━━━ SOURCE PASSAGE

The Dragon That Landed on a Road
How Sweden — a neutral country with fewer people than London — built one of the most radical fighter jets in history
Look at the Saab 35 Draken from above and you'll understand immediately why it's called the Dragon. The wing doesn't just sweep back — it bends, doubling back on itself like a folded paper kite, forming a shape unlike anything else in the sky before or since. It looks less like an aircraft and more like something a graphic designer invented after too much coffee.
But this was no design exercise. Every curve of that extraordinary wing was the answer to a very Swedish problem.
The Problem With Being Sweden
Rewind to 1949. Sweden sits in an uncomfortable spot on the map — squeezed between NATO Norway and the Soviet Union, with no military alliances, no nuclear umbrella, and a long memory of being cut off from supplies during the last war. The Cold War is getting cold fast. Soviet bombers can already cross the Arctic and reach Stockholm in under an hour.
The Swedish Air Force looked at this situation and reached a logical conclusion: they needed a supersonic interceptor. A fast one. One that could climb hard, hit Mach 2, destroy a Soviet bomber, and get home again — all before the enemy even knew it had scrambled.
There were only two problems. Sweden had never built a supersonic aircraft. And nobody was quite sure how to make one work.
Enter Erik Bratt — a 33-year-old Saab engineer who had never designed a supersonic aircraft either, largely because in 1949 almost nobody had. He was handed the project on a temporary basis while they looked for someone more qualified. Nobody more qualified ever arrived, so Bratt just got on with it.
What he came up with would change aviation forever.
The Wing That Didn't Exist Yet
The challenge was brutal: the Swedes needed an aircraft fast enough to intercept supersonic bombers, but also capable of taking off and landing on very short runways — because Sweden's plan was to scatter its fighters across the country, hiding them in forests and launching them from road strips as short as 500 metres, integrated into the public highway system. The assumption was that any conventional air base would be destroyed in the first hours of a war.
No existing wing design could satisfy both demands. Swept wings were fast but needed long runways. Delta wings were efficient but landed too fast. Bratt's team landed on something nobody had ever flown before: the double delta. The inner wing would be sharply swept — almost 80 degrees — giving the aircraft its blazing high-speed performance. The outer wing would sweep back more gently, generating the lift needed for slow, controlled landings on short strips.
The concept was so unproven that Saab built the Saab 210 — nicknamed Lilldraken, the Little Dragon — an approximately 70-percent-scale research aircraft just to see if the thing would actually fly. It first took to the skies in January 1952. During testing, the second prototype unintentionally broke the sound barrier during a climb. That was enough. The double delta worked. Full-scale production was approved.
The first full Draken prototype flew on 25 October 1955. It looked like nothing that had ever flown before. It still does.
The Records Fall
When the Draken entered frontline service with the Swedish Air Force on 8 March 1960, it marked a series of firsts: it was the first fully supersonic combat aircraft designed and built in Western Europe to enter service, and the first to exceed Mach 2 in level flight.

━━━━━━
━━━ DATASET

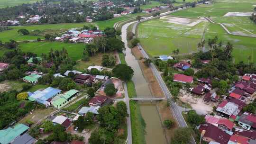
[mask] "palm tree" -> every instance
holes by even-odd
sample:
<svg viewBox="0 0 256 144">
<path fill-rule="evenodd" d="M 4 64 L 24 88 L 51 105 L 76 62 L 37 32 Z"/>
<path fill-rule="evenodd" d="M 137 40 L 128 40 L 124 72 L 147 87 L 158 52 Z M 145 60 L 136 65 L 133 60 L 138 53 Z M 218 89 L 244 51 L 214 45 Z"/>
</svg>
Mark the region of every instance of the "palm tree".
<svg viewBox="0 0 256 144">
<path fill-rule="evenodd" d="M 110 55 L 109 58 L 109 62 L 111 66 L 114 65 L 116 63 L 116 58 L 114 56 Z"/>
<path fill-rule="evenodd" d="M 51 49 L 50 49 L 50 54 L 51 54 L 51 61 L 53 61 L 53 49 L 52 48 L 51 48 Z"/>
<path fill-rule="evenodd" d="M 230 57 L 231 56 L 231 53 L 233 51 L 233 45 L 230 44 L 229 42 L 228 42 L 227 45 L 226 45 L 226 52 L 228 53 L 227 55 L 227 57 Z"/>
<path fill-rule="evenodd" d="M 251 60 L 252 59 L 252 56 L 251 55 L 249 55 L 248 57 L 248 64 L 250 63 L 250 62 L 251 62 Z"/>
</svg>

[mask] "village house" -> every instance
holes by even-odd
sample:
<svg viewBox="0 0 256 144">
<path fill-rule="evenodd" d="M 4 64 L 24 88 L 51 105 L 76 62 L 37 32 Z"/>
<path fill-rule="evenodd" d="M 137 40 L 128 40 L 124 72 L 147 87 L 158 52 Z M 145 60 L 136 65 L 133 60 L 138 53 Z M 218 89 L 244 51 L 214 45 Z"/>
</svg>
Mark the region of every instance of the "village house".
<svg viewBox="0 0 256 144">
<path fill-rule="evenodd" d="M 79 74 L 75 76 L 75 81 L 80 84 L 84 84 L 86 82 L 87 79 L 91 77 L 90 75 Z"/>
<path fill-rule="evenodd" d="M 63 116 L 56 116 L 52 121 L 54 124 L 58 124 L 64 126 L 66 129 L 71 125 L 71 121 Z"/>
<path fill-rule="evenodd" d="M 10 64 L 4 63 L 0 63 L 0 74 L 2 73 L 7 68 Z"/>
<path fill-rule="evenodd" d="M 202 140 L 207 142 L 213 141 L 220 144 L 227 144 L 231 136 L 209 123 L 200 125 L 199 131 L 202 136 Z"/>
<path fill-rule="evenodd" d="M 27 75 L 22 78 L 23 81 L 36 84 L 38 81 L 38 79 L 42 77 L 42 75 L 35 73 L 32 73 L 29 75 Z"/>
<path fill-rule="evenodd" d="M 191 66 L 191 64 L 186 62 L 180 62 L 176 63 L 174 65 L 174 68 L 179 71 L 185 71 L 187 69 L 189 69 Z"/>
<path fill-rule="evenodd" d="M 256 131 L 249 131 L 243 128 L 236 128 L 233 134 L 243 136 L 254 140 L 256 139 Z"/>
<path fill-rule="evenodd" d="M 69 73 L 70 72 L 73 72 L 75 75 L 82 73 L 82 72 L 76 70 L 67 71 L 66 72 L 65 72 L 65 73 L 64 73 L 64 75 L 67 76 L 68 75 L 68 73 Z"/>
<path fill-rule="evenodd" d="M 238 105 L 228 100 L 221 102 L 216 109 L 216 111 L 222 117 L 229 118 L 232 115 L 236 117 L 241 111 Z"/>
<path fill-rule="evenodd" d="M 167 61 L 168 60 L 173 60 L 174 58 L 171 56 L 167 56 L 165 55 L 159 56 L 159 59 L 162 61 Z"/>
<path fill-rule="evenodd" d="M 55 89 L 52 87 L 40 91 L 37 90 L 34 92 L 28 92 L 28 100 L 32 101 L 36 101 L 41 104 L 49 107 L 51 104 L 51 100 L 54 97 L 60 94 L 61 90 Z"/>
<path fill-rule="evenodd" d="M 40 57 L 31 57 L 27 61 L 27 63 L 28 63 L 28 64 L 35 64 L 33 63 L 34 59 L 37 59 L 38 62 L 42 61 L 42 58 Z"/>
<path fill-rule="evenodd" d="M 78 95 L 79 91 L 76 90 L 70 90 L 63 94 L 59 94 L 51 100 L 51 103 L 54 107 L 60 108 L 67 104 Z"/>
<path fill-rule="evenodd" d="M 182 74 L 175 74 L 174 75 L 174 81 L 186 83 L 187 82 L 193 83 L 193 77 Z"/>
<path fill-rule="evenodd" d="M 205 88 L 204 88 L 204 87 L 202 85 L 198 85 L 195 88 L 193 88 L 191 89 L 191 90 L 190 91 L 196 95 L 201 96 L 201 95 L 203 94 L 204 93 L 204 90 L 205 90 Z"/>
<path fill-rule="evenodd" d="M 94 114 L 99 114 L 98 110 L 101 108 L 100 106 L 91 106 L 90 107 L 83 107 L 79 110 L 78 114 L 81 116 L 85 115 L 88 112 L 91 112 Z"/>
<path fill-rule="evenodd" d="M 228 131 L 232 131 L 235 124 L 225 118 L 217 118 L 211 116 L 206 116 L 204 117 L 206 123 L 212 124 L 219 128 Z"/>
<path fill-rule="evenodd" d="M 210 101 L 213 102 L 218 102 L 219 99 L 219 97 L 214 91 L 213 93 L 209 92 L 205 94 L 203 100 L 204 101 L 209 102 Z"/>
<path fill-rule="evenodd" d="M 17 138 L 22 136 L 29 127 L 22 124 L 18 124 L 13 127 L 0 130 L 0 144 L 9 144 Z"/>
<path fill-rule="evenodd" d="M 232 135 L 228 144 L 249 144 L 249 139 L 244 136 Z"/>
<path fill-rule="evenodd" d="M 87 68 L 87 70 L 88 71 L 91 72 L 91 70 L 93 69 L 95 69 L 98 70 L 98 71 L 100 72 L 101 72 L 103 70 L 104 67 L 103 66 L 98 66 L 98 65 L 94 65 L 94 66 L 90 66 L 88 67 Z"/>
<path fill-rule="evenodd" d="M 92 98 L 89 102 L 89 105 L 90 106 L 101 106 L 101 107 L 105 103 L 107 103 L 108 100 L 108 98 L 103 96 L 96 96 Z"/>
<path fill-rule="evenodd" d="M 238 124 L 247 130 L 256 129 L 256 115 L 245 112 L 240 116 Z"/>
</svg>

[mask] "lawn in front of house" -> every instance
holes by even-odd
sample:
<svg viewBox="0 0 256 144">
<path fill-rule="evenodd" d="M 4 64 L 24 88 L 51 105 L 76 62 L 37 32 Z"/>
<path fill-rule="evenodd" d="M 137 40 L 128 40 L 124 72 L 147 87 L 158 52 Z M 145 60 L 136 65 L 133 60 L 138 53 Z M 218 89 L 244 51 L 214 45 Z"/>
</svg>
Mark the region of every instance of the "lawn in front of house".
<svg viewBox="0 0 256 144">
<path fill-rule="evenodd" d="M 74 61 L 82 58 L 83 48 L 85 47 L 84 44 L 65 43 L 59 42 L 36 42 L 29 43 L 20 43 L 19 48 L 24 52 L 32 52 L 40 56 L 42 53 L 48 54 L 51 48 L 54 50 L 60 51 L 63 48 L 65 48 L 70 58 Z M 0 55 L 1 56 L 9 49 L 3 49 L 0 51 Z"/>
</svg>

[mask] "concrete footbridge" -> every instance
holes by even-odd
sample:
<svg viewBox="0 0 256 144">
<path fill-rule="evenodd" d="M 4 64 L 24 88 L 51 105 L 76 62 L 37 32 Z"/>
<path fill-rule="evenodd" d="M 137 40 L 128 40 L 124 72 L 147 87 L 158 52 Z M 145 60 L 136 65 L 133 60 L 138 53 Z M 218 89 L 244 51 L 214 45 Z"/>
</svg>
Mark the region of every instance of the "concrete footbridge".
<svg viewBox="0 0 256 144">
<path fill-rule="evenodd" d="M 165 99 L 165 98 L 158 98 L 156 97 L 140 97 L 137 96 L 136 98 L 130 98 L 130 100 L 137 101 L 160 101 Z"/>
</svg>

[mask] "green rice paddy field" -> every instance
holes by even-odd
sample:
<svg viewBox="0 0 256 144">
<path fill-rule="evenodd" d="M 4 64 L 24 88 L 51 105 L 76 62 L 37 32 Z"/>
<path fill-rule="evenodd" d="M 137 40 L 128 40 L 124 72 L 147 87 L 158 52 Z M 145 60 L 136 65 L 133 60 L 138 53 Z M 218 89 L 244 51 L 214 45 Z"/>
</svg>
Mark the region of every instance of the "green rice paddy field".
<svg viewBox="0 0 256 144">
<path fill-rule="evenodd" d="M 83 44 L 64 43 L 59 42 L 39 42 L 21 43 L 19 48 L 24 52 L 32 52 L 40 56 L 42 53 L 47 54 L 52 48 L 54 50 L 61 50 L 64 47 L 67 51 L 69 56 L 73 60 L 81 59 L 83 48 L 85 45 Z M 6 49 L 0 50 L 0 55 L 9 50 Z"/>
<path fill-rule="evenodd" d="M 82 27 L 84 25 L 96 25 L 99 26 L 100 29 L 104 30 L 107 27 L 113 27 L 114 24 L 119 21 L 124 20 L 130 18 L 127 16 L 123 16 L 110 20 L 98 21 L 95 23 L 67 23 L 56 24 L 48 25 L 33 25 L 27 26 L 10 27 L 13 29 L 4 31 L 0 32 L 0 40 L 2 42 L 9 41 L 10 39 L 16 41 L 29 40 L 37 39 L 37 37 L 44 38 L 42 36 L 35 36 L 31 35 L 23 36 L 19 34 L 17 31 L 21 28 L 26 28 L 30 32 L 35 30 L 39 30 L 42 31 L 43 35 L 46 34 L 58 34 L 59 33 L 68 30 L 72 28 Z"/>
<path fill-rule="evenodd" d="M 234 34 L 255 36 L 256 24 L 248 17 L 223 16 L 229 12 L 252 12 L 256 6 L 256 1 L 253 0 L 216 0 L 213 4 L 202 4 L 170 15 L 190 18 L 190 19 L 210 16 L 210 18 L 223 24 Z M 234 45 L 232 55 L 235 63 L 240 61 L 247 62 L 249 56 L 256 63 L 256 38 L 229 35 L 218 24 L 203 22 L 191 27 L 155 19 L 140 24 L 137 36 L 141 44 L 152 56 L 171 54 L 173 50 L 176 48 L 180 49 L 180 54 L 196 52 L 197 45 L 204 32 L 206 41 L 218 36 L 224 43 L 230 42 Z"/>
<path fill-rule="evenodd" d="M 146 21 L 138 26 L 137 35 L 140 44 L 151 56 L 171 54 L 180 49 L 180 54 L 193 53 L 201 41 L 204 27 L 208 22 L 201 22 L 194 27 L 165 22 L 162 19 Z"/>
</svg>

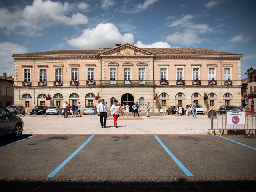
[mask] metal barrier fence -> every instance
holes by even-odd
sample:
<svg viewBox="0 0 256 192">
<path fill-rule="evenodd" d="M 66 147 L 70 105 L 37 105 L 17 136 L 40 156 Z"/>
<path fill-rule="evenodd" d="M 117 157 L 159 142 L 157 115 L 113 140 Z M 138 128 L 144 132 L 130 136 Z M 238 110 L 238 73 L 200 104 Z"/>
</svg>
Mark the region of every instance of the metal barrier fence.
<svg viewBox="0 0 256 192">
<path fill-rule="evenodd" d="M 246 111 L 245 113 L 244 125 L 228 125 L 226 112 L 230 111 L 216 111 L 212 116 L 212 129 L 218 129 L 221 136 L 221 130 L 245 130 L 248 136 L 251 130 L 256 130 L 256 115 L 253 111 Z M 241 111 L 232 112 L 242 112 Z M 249 132 L 248 130 L 249 130 Z"/>
</svg>

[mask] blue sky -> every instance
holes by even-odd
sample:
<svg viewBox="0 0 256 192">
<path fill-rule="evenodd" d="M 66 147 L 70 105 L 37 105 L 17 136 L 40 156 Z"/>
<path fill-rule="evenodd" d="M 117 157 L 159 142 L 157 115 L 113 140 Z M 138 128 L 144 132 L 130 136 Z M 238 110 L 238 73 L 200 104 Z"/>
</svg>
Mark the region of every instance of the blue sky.
<svg viewBox="0 0 256 192">
<path fill-rule="evenodd" d="M 256 68 L 256 1 L 0 0 L 0 75 L 13 54 L 114 47 L 200 48 L 242 53 Z"/>
</svg>

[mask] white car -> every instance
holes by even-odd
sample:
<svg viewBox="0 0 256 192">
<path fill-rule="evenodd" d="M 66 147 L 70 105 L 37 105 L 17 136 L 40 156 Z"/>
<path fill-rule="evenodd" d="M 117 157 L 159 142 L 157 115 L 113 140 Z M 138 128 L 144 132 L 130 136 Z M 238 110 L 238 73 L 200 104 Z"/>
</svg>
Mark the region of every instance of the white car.
<svg viewBox="0 0 256 192">
<path fill-rule="evenodd" d="M 191 114 L 192 114 L 193 112 L 192 112 L 192 104 L 187 105 L 186 107 L 188 109 L 188 113 L 190 113 Z M 204 109 L 203 108 L 203 107 L 198 104 L 196 105 L 196 112 L 197 115 L 204 115 L 204 114 L 205 114 L 205 110 L 204 110 Z"/>
</svg>

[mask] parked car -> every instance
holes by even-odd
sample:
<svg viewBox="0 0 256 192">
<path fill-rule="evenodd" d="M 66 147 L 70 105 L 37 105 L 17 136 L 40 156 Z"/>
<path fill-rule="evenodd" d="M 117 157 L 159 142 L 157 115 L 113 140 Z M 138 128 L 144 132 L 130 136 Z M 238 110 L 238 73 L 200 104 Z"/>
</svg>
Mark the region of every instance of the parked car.
<svg viewBox="0 0 256 192">
<path fill-rule="evenodd" d="M 46 114 L 47 106 L 44 105 L 36 106 L 30 111 L 30 115 L 43 115 Z"/>
<path fill-rule="evenodd" d="M 20 114 L 25 115 L 26 112 L 25 108 L 21 105 L 10 105 L 6 107 L 6 109 L 16 115 L 20 114 L 20 109 L 21 109 Z"/>
<path fill-rule="evenodd" d="M 20 137 L 23 131 L 23 122 L 20 117 L 0 106 L 0 136 L 12 134 Z"/>
<path fill-rule="evenodd" d="M 97 114 L 97 108 L 95 106 L 86 106 L 84 109 L 84 114 Z"/>
<path fill-rule="evenodd" d="M 46 109 L 46 115 L 57 115 L 61 114 L 61 109 L 58 106 L 50 106 Z"/>
<path fill-rule="evenodd" d="M 219 109 L 219 111 L 237 111 L 238 110 L 236 107 L 233 106 L 232 105 L 222 105 Z M 221 115 L 222 114 L 226 114 L 227 113 L 226 111 L 222 112 L 219 111 L 219 114 Z"/>
<path fill-rule="evenodd" d="M 184 115 L 185 114 L 185 110 L 184 108 L 183 108 L 182 106 L 182 114 Z M 176 109 L 177 108 L 178 108 L 178 106 L 175 106 L 174 105 L 172 105 L 168 108 L 167 110 L 167 114 L 169 115 L 170 114 L 171 115 L 174 115 L 176 114 Z"/>
<path fill-rule="evenodd" d="M 188 109 L 188 113 L 190 113 L 190 114 L 192 114 L 193 112 L 192 112 L 192 104 L 189 104 L 188 105 L 187 105 L 186 107 Z M 204 114 L 205 114 L 205 110 L 204 110 L 204 109 L 203 108 L 203 107 L 202 107 L 201 106 L 197 104 L 196 105 L 196 113 L 197 115 L 204 115 Z"/>
</svg>

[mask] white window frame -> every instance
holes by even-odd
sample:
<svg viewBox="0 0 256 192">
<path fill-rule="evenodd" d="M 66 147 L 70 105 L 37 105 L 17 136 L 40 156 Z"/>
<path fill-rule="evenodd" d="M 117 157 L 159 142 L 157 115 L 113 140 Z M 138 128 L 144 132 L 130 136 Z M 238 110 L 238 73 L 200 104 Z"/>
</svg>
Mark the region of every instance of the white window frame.
<svg viewBox="0 0 256 192">
<path fill-rule="evenodd" d="M 177 70 L 178 68 L 182 68 L 182 80 L 184 80 L 185 79 L 185 77 L 184 76 L 184 67 L 176 67 L 176 80 L 177 81 L 179 81 L 180 80 L 180 79 L 178 79 L 178 76 L 177 75 Z"/>
<path fill-rule="evenodd" d="M 212 80 L 212 79 L 210 79 L 210 76 L 209 75 L 209 74 L 210 72 L 210 69 L 214 69 L 214 80 L 216 80 L 216 67 L 208 67 L 208 80 Z"/>
<path fill-rule="evenodd" d="M 125 69 L 130 69 L 130 80 L 125 79 Z M 131 67 L 124 67 L 124 84 L 130 84 L 131 82 L 129 81 L 129 80 L 132 80 L 132 68 Z"/>
<path fill-rule="evenodd" d="M 54 68 L 54 80 L 55 80 L 55 81 L 57 81 L 56 80 L 56 69 L 60 69 L 61 71 L 61 77 L 60 77 L 60 80 L 58 80 L 59 81 L 60 80 L 60 81 L 62 81 L 62 76 L 63 76 L 63 74 L 62 74 L 62 68 Z"/>
<path fill-rule="evenodd" d="M 199 67 L 192 68 L 192 79 L 194 81 L 196 80 L 196 77 L 195 79 L 194 79 L 194 69 L 198 69 L 198 80 L 200 80 L 200 68 Z"/>
<path fill-rule="evenodd" d="M 44 81 L 44 78 L 43 77 L 42 79 L 42 81 L 44 82 L 46 82 L 47 81 L 47 70 L 46 68 L 38 68 L 38 81 L 40 81 L 40 70 L 44 69 L 45 70 L 45 81 Z"/>
<path fill-rule="evenodd" d="M 163 67 L 161 67 L 160 66 L 160 74 L 159 74 L 159 79 L 160 80 L 162 80 L 161 79 L 161 68 L 165 68 L 166 69 L 166 78 L 165 78 L 165 80 L 168 80 L 168 67 L 167 66 L 163 66 Z"/>
<path fill-rule="evenodd" d="M 111 74 L 111 69 L 116 69 L 116 79 L 114 80 L 110 80 L 110 76 Z M 117 67 L 110 67 L 109 68 L 109 80 L 110 82 L 110 85 L 116 84 L 116 81 L 117 80 Z"/>
<path fill-rule="evenodd" d="M 27 79 L 26 79 L 27 82 L 31 82 L 31 68 L 23 68 L 23 80 L 25 80 L 25 70 L 29 70 L 29 74 L 30 74 L 30 80 L 28 81 Z"/>
<path fill-rule="evenodd" d="M 70 68 L 70 81 L 72 80 L 72 69 L 77 69 L 77 79 L 76 81 L 79 80 L 79 68 L 78 67 L 72 67 Z"/>
<path fill-rule="evenodd" d="M 231 68 L 230 67 L 225 67 L 225 68 L 224 68 L 223 69 L 223 75 L 224 75 L 224 78 L 223 79 L 224 79 L 224 81 L 227 81 L 228 80 L 228 78 L 227 78 L 227 79 L 225 79 L 225 69 L 229 69 L 230 70 L 230 77 L 229 78 L 229 78 L 230 80 L 232 80 L 232 70 L 231 69 Z"/>
</svg>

━━━━━━

• **EXERCISE DETAILS**:
From the Draken article:
(a) How old was Erik Bratt when he was handed the project?
(b) How short could the road strips used to launch the fighters be?
(c) On what date did the first full Draken prototype fly?

• **EXERCISE SOLUTION**:
(a) 33 years old
(b) As short as 500 meters
(c) 25 October 1955